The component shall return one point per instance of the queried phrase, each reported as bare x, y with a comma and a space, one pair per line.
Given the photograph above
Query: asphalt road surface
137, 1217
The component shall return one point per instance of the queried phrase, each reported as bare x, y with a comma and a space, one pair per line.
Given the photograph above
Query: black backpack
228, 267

==

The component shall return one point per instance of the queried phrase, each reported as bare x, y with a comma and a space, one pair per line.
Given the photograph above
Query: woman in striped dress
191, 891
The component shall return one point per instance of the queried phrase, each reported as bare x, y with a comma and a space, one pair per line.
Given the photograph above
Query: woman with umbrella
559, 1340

---

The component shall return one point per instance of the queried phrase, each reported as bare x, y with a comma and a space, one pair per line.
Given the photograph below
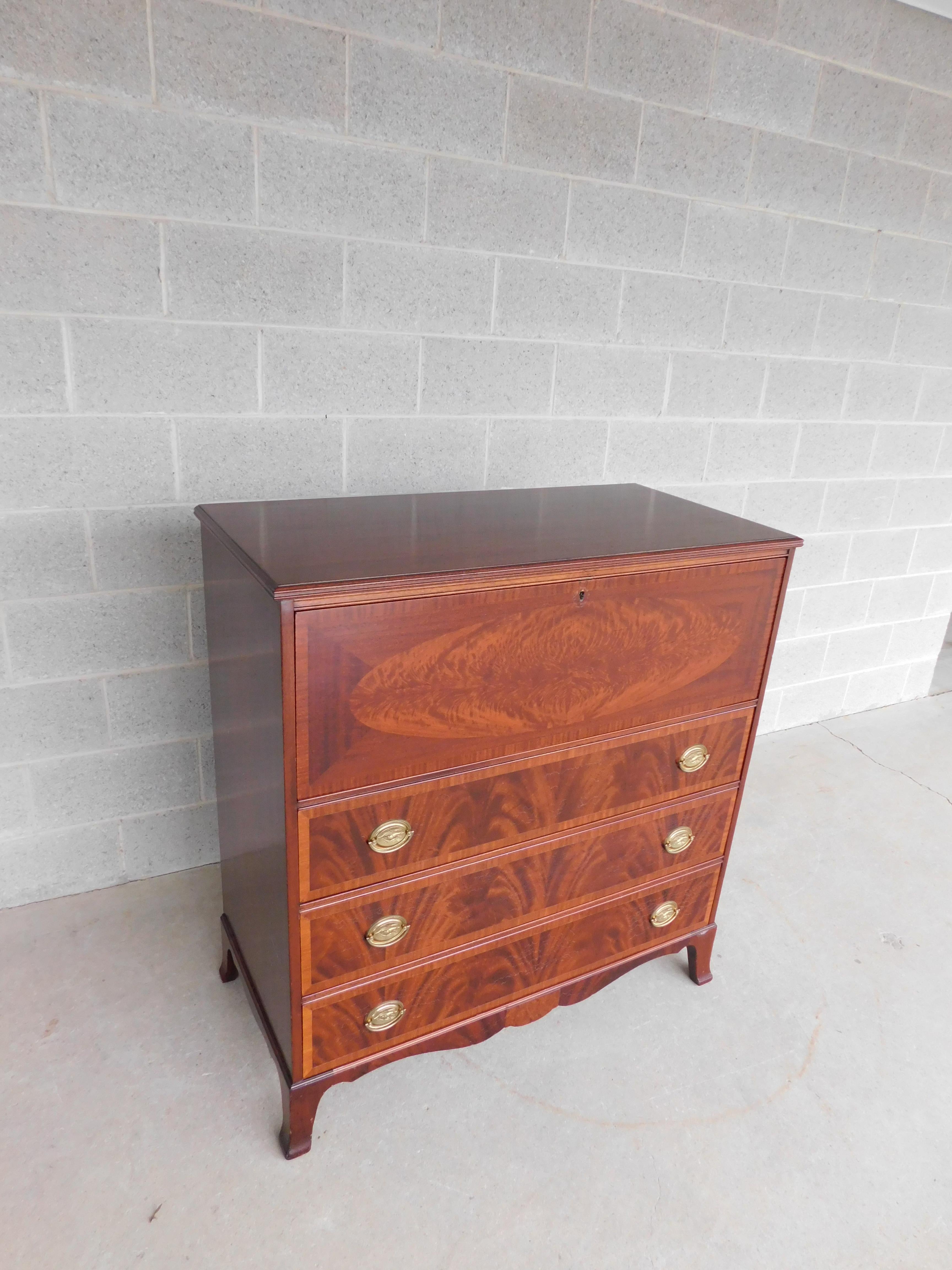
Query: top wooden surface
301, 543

→ **What you will do**
Pick out every line in the records that contains the word "surface", and copy each of those lines.

→ **Reply**
Query: asphalt road surface
Query: top wooden surface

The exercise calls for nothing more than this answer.